Lisa: Yea and what year was this? This was just before I met you or?
Betti: Yea I think it was 3 years ago.
Lisa: Mmhmm. Because I met you, I met Betti in…
Betti: 4 years ago. It's been 4 years already.
Lisa: 4 years ago. Have we been here? I've been here almost 4 years as well. Goodness. Time's just running really quickly these days. Anyway, I met you in a yoga studio called Yoga Blue Art which is at JZP - Jirio z Podebrad.
Betti: That's right.
Lisa: And I think that was fairly recent after you finished your training, right?
Betti: Yea, I think we met there maybe twice.
Betti: Once before I actually left - oh wait, I know - I remember now because after my teacher training, I was travelling and teaching in Asia and then I came back home for a short period and then I flew back to China for another job. And first, I think, when I met you, it was in that gap.
Lisa: Yea. Yea yea.
Betti: When I came back from the training. And I think we went to a class where we both were students. And we started to chat in the changing room afterwards.

Named object pointing listing:
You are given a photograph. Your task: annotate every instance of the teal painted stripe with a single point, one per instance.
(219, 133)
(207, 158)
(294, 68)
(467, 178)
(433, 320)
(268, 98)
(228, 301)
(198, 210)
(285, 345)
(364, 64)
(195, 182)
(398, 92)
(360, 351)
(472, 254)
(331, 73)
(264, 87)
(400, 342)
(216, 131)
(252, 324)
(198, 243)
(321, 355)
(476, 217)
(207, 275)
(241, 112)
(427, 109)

**Given task**: Reproduce word for word the passage of the yoga conversation that begins at "Lisa: Yea and" and stops after "Betti: That's right.". The listing plays no role in these tasks.

**Exercise solution**:
Lisa: Yea and what year was this? This was just before I met you or?
Betti: Yea I think it was 3 years ago.
Lisa: Mmhmm. Because I met you, I met Betti in…
Betti: 4 years ago. It's been 4 years already.
Lisa: 4 years ago. Have we been here? I've been here almost 4 years as well. Goodness. Time's just running really quickly these days. Anyway, I met you in a yoga studio called Yoga Blue Art which is at JZP - Jirio z Podebrad.
Betti: That's right.